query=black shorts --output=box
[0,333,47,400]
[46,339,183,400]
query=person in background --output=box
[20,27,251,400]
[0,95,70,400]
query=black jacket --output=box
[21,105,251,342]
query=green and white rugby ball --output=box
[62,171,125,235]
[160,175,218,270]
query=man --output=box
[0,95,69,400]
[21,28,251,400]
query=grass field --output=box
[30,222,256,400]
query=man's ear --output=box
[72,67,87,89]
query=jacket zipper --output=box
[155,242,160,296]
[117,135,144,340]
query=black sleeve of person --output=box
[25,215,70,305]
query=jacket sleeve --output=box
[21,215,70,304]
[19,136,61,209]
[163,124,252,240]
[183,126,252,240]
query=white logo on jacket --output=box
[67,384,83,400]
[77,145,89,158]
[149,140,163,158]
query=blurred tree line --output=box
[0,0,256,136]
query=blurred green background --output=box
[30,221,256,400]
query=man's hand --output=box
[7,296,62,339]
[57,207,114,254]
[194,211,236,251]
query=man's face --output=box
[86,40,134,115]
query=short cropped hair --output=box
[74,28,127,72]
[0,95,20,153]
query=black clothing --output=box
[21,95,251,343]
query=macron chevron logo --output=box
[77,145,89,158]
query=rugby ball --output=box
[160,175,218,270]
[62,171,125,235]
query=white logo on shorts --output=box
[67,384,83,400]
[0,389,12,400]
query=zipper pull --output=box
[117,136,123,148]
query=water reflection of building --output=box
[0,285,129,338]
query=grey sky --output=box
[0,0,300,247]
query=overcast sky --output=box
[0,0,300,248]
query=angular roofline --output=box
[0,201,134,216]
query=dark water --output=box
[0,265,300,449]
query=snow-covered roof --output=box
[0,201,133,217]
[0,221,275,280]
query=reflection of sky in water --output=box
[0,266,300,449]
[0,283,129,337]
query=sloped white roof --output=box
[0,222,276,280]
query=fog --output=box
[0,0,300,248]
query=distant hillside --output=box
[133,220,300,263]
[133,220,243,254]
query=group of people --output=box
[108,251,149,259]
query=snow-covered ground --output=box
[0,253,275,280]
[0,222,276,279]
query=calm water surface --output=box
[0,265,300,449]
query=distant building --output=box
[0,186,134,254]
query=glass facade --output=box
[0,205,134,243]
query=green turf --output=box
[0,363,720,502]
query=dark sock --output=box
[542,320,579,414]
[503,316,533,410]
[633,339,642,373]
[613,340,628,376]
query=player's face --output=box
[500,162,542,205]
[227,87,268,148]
-----
## [AIM OF THE TASK]
Convert all of the material above into a Markdown table with the columns Row and Line. Give each non-blank line its own numbered row, in order.

## [WORKED SOLUTION]
| Row | Line |
|---|---|
| 1 | query=black shorts --output=box |
| 2 | [0,333,47,400] |
| 3 | [46,339,183,400] |
| 4 | query=person in background --output=box |
| 5 | [20,27,251,400] |
| 6 | [0,95,70,400] |
| 7 | query=black jacket --output=box |
| 8 | [21,105,251,342] |
| 9 | query=green and white rugby ball --output=box |
| 10 | [62,171,125,235] |
| 11 | [160,175,218,270] |
| 12 | query=man --output=box |
| 13 | [0,95,69,400] |
| 14 | [21,28,251,400] |
| 15 | query=grass field --output=box |
| 16 | [30,222,256,400] |
| 17 | query=man's ear --output=box |
| 18 | [72,67,87,89] |
| 19 | query=jacket zipper --output=box |
| 20 | [155,242,160,296] |
| 21 | [117,135,144,340] |
| 22 | query=black sleeve of person --output=box |
| 23 | [25,215,70,305] |
| 24 | query=jacket sleeve --output=box |
| 25 | [21,215,70,304] |
| 26 | [19,136,61,209] |
| 27 | [163,124,252,240] |
| 28 | [183,126,252,240] |
| 29 | query=white logo on jacket --output=box |
| 30 | [67,384,83,400] |
| 31 | [77,145,89,158] |
| 32 | [149,140,163,158] |
| 33 | query=blurred tree line --output=box |
| 34 | [0,0,256,136] |
| 35 | query=blurred green background --output=box |
| 36 | [30,221,256,400] |
| 37 | query=man's hand --output=box |
| 38 | [7,296,62,339] |
| 39 | [57,207,114,254] |
| 40 | [194,211,236,251] |
| 41 | query=man's face --output=box |
| 42 | [86,40,134,115] |
| 43 | query=short cropped hair --output=box |
| 44 | [74,28,127,72] |
| 45 | [0,95,20,153] |
| 46 | query=black clothing --output=box |
| 47 | [21,95,251,343] |
| 48 | query=macron chevron logo --output=box |
| 49 | [77,145,89,158] |
| 50 | query=rugby ball --output=box |
| 51 | [160,175,218,270] |
| 52 | [62,171,125,235] |
| 53 | query=white logo on shorts --output=box |
| 54 | [67,384,83,400] |
| 55 | [0,389,12,400] |
| 56 | query=zipper pull --output=box |
| 57 | [117,136,123,148] |
| 58 | query=water reflection of building --output=box |
| 59 | [0,285,129,338] |
| 60 | query=grey sky --output=box |
| 61 | [0,0,300,247] |
| 62 | query=overcast sky --output=box |
| 63 | [0,0,300,248] |
| 64 | query=angular roofline --output=box |
| 65 | [0,201,134,216] |
| 66 | query=dark water --output=box |
| 67 | [0,265,300,449] |
| 68 | query=snow-covered roof --output=box |
| 69 | [0,201,133,217] |
| 70 | [0,221,275,280] |
| 71 | query=reflection of sky in water --output=box |
| 72 | [0,266,300,449] |
| 73 | [0,283,129,337] |
| 74 | query=sloped white roof --output=box |
| 75 | [0,222,276,280] |
| 76 | query=fog --output=box |
| 77 | [0,0,300,248] |
| 78 | query=distant hillside --output=box |
| 79 | [133,220,300,263] |
| 80 | [133,220,243,254] |
| 81 | query=group of people --output=box |
| 82 | [108,251,149,259] |
| 83 | query=snow-covered ground --output=box |
| 84 | [0,253,275,280] |
| 85 | [0,222,276,279] |
| 86 | query=calm water surface --output=box |
| 87 | [0,265,300,449] |
| 88 | query=distant building --output=box |
| 89 | [0,186,134,254] |
| 90 | query=glass facade --output=box |
| 91 | [0,205,134,243] |
| 92 | query=green turf --output=box |
| 93 | [0,363,720,502] |
| 94 | query=dark sock --output=box |
| 95 | [542,320,579,414] |
| 96 | [503,316,533,410] |
| 97 | [633,339,642,373] |
| 98 | [613,340,628,376] |
| 99 | query=player's face --output=box |
| 100 | [500,162,542,205] |
| 101 | [227,87,268,148] |